§ PEDIDO 1
Resuma em duas frases o trecho do Evangelho de Mateus abaixo.
§ PEDIDO 2
Passe para o inglês esta frase do trecho do Evangelho de Mateus abaixo: "Mas, quando o sol apareceu, as plantas ficaram queimadas e secaram, porque não tinham raiz."
§ PEDIDO 3
Transcreva do trecho do Evangelho de Mateus abaixo a parte que começa em "Naquele dia, Jesus" e termina em "não tinham raiz.".

§ TRECHO DO DOCUMENTO
- - - - -
Evangelho de Nosso Senhor Jesus Cristo segundo São Mateus
(Mt 13, 1-23)
Naquele dia, Jesus saiu de casa e foi sentar-se às margens do mar da Galileia. Uma grande multidão reuniu-se em volta dele. Por isso, Jesus entrou numa barca e sentou-se, enquanto a multidão ficava de pé, na praia. E disse-lhes muitas coisas em parábolas: “O semeador saiu para semear. Enquanto semeava, algumas sementes caíram à beira do caminho, e os pássaros vieram e as comeram. Outras sementes caíram em terreno pedregoso, onde não havia muita terra. As sementes logo brotaram, porque a terra não era profunda. Mas, quando o sol apareceu, as plantas ficaram queimadas e secaram, porque não tinham raiz.
Outras sementes caíram no meio dos espinhos. Os espinhos cresceram e sufocaram as plantas. Outras sementes, porém, caíram em terra boa, e produziram à base de cem, de sessenta e de trinta frutos por semente. Quem tem ouvidos, ouça!”
- - - - -
§ DADOS EXTRAÍDOS

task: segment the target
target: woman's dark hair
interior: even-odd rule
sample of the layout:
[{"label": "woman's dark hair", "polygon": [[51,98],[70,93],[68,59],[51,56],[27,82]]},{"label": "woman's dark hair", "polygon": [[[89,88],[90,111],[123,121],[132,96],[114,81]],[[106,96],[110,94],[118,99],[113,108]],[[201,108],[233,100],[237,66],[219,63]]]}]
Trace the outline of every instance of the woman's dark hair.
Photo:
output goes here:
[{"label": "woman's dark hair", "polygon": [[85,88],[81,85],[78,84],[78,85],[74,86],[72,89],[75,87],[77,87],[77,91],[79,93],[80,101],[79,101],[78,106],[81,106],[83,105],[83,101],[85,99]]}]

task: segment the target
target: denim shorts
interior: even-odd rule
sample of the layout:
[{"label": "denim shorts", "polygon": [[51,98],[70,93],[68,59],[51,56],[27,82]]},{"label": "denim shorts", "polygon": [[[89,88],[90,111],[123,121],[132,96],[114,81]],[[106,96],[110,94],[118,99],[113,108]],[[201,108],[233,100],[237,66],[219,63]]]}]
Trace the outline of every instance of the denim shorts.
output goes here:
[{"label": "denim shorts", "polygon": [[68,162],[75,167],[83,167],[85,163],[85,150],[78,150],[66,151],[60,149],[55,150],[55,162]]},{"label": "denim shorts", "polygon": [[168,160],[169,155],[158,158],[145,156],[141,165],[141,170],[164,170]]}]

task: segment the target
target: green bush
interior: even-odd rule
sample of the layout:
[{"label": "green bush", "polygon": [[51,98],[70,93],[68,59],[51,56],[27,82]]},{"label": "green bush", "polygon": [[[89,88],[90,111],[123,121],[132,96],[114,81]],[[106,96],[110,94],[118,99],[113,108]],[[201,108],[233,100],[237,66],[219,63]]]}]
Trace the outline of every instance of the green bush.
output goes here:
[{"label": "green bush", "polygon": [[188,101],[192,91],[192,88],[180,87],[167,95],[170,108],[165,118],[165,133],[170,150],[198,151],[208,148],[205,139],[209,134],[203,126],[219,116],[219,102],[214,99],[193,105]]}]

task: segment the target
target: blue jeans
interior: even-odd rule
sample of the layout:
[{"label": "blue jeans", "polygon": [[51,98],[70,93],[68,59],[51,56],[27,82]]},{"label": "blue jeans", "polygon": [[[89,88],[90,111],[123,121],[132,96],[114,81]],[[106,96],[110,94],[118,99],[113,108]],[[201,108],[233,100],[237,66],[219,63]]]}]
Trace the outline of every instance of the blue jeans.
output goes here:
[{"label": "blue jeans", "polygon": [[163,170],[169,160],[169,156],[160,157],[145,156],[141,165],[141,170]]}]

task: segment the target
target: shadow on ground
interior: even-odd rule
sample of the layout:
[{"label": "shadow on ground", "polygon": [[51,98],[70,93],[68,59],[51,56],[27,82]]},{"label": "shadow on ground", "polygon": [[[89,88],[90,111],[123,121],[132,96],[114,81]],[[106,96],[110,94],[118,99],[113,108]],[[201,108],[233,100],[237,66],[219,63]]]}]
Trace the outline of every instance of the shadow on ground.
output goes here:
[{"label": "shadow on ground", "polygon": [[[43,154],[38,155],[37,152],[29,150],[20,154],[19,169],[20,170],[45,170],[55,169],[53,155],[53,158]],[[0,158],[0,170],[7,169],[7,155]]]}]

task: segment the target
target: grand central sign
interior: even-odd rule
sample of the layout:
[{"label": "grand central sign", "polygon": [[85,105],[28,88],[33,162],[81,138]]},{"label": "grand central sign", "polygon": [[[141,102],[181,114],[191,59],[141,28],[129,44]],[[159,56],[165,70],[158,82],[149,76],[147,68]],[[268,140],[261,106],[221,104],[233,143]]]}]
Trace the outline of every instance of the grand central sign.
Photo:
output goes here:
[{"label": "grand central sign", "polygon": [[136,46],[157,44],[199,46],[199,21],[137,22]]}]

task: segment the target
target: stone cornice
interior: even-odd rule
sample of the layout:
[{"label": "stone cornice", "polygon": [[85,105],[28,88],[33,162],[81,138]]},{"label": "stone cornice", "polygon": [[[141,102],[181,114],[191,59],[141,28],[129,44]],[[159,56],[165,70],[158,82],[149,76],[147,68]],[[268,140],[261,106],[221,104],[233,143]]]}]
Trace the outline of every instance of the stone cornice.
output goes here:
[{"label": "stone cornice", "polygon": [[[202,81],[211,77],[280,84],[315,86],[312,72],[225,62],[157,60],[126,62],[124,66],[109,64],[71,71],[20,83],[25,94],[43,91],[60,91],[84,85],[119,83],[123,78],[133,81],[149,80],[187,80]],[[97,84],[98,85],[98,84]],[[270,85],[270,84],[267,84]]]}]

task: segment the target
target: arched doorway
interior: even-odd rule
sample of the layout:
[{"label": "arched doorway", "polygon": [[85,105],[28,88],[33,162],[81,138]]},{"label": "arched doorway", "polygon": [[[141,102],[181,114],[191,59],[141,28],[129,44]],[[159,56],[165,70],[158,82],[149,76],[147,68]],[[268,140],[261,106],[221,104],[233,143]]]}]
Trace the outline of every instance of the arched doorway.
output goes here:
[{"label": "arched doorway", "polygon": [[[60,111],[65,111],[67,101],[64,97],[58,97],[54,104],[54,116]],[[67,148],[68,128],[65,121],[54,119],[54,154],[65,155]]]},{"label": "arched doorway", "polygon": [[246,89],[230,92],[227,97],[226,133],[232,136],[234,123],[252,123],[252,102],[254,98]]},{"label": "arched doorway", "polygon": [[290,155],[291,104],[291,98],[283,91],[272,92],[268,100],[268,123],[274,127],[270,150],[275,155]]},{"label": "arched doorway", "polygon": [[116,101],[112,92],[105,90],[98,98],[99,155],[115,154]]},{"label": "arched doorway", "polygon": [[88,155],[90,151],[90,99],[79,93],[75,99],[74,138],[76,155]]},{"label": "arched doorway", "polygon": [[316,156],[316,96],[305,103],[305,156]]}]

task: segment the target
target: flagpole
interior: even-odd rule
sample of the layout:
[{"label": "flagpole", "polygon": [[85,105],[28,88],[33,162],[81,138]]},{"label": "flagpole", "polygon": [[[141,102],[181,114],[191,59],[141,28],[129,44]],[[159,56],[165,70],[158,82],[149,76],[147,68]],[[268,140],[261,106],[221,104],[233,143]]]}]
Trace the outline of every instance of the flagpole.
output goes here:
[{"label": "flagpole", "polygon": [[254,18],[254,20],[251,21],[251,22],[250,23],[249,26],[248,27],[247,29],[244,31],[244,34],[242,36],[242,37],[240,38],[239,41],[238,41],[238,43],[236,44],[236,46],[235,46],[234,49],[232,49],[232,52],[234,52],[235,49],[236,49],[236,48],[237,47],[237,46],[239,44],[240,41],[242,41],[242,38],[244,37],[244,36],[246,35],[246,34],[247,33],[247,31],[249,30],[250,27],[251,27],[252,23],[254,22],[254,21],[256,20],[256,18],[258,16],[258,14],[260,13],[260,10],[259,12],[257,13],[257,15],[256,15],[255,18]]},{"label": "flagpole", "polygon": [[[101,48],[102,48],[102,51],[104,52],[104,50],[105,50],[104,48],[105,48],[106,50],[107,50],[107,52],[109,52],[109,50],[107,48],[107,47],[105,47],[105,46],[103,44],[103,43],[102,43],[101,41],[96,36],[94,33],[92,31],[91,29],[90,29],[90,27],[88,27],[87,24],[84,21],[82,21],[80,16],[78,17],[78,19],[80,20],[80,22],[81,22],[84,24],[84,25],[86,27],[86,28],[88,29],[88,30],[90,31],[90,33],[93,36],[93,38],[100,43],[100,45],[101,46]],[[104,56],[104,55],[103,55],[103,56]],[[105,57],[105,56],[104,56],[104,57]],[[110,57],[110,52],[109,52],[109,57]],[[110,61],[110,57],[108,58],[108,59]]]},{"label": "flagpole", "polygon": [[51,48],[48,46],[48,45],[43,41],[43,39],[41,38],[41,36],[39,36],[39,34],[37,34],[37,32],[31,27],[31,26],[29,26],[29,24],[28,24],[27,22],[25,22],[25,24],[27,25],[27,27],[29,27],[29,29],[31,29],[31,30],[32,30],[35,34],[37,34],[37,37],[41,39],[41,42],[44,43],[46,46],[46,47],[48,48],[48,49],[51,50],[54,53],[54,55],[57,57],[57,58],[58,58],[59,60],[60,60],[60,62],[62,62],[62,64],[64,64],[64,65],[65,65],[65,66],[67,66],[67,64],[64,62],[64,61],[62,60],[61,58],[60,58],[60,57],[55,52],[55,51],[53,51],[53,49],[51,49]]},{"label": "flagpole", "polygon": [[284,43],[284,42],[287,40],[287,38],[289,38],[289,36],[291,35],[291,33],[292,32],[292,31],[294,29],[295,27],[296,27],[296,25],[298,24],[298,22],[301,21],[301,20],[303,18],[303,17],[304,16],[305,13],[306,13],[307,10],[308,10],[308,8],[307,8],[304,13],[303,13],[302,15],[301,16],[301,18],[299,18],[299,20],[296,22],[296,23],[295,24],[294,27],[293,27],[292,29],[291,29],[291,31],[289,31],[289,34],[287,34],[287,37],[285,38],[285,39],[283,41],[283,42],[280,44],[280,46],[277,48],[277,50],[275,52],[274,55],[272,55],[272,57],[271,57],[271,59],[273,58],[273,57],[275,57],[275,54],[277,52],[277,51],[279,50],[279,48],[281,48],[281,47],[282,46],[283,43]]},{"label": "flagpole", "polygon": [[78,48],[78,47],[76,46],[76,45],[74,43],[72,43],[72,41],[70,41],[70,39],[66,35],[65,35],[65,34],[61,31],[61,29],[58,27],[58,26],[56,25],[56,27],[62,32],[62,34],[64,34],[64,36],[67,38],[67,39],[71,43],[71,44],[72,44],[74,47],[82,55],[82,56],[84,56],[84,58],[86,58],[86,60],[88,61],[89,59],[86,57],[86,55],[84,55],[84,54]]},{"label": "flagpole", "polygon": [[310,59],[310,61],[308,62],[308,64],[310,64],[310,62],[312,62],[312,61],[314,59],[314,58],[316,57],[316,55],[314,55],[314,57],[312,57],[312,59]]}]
- - - - -
§ RESULTADO 1
Cercado por uma grande multidão às margens do mar da Galileia, Jesus entrou numa barca e falou ao povo em parábolas. Ele contou que as sementes do semeador se perderam à beira do caminho, em terreno pedregoso e entre os espinhos, mas as que caíram em terra boa produziram cem, sessenta e trinta frutos por semente.

§ RESULTADO 2
But when the sun came up, the plants were scorched and dried up, because they had no root.

§ RESULTADO 3
Naquele dia, Jesus saiu de casa e foi sentar-se às margens do mar da Galileia. Uma grande multidão reuniu-se em volta dele. Por isso, Jesus entrou numa barca e sentou-se, enquanto a multidão ficava de pé, na praia. E disse-lhes muitas coisas em parábolas: “O semeador saiu para semear. Enquanto semeava, algumas sementes caíram à beira do caminho, e os pássaros vieram e as comeram. Outras sementes caíram em terreno pedregoso, onde não havia muita terra. As sementes logo brotaram, porque a terra não era profunda. Mas, quando o sol apareceu, as plantas ficaram queimadas e secaram, porque não tinham raiz.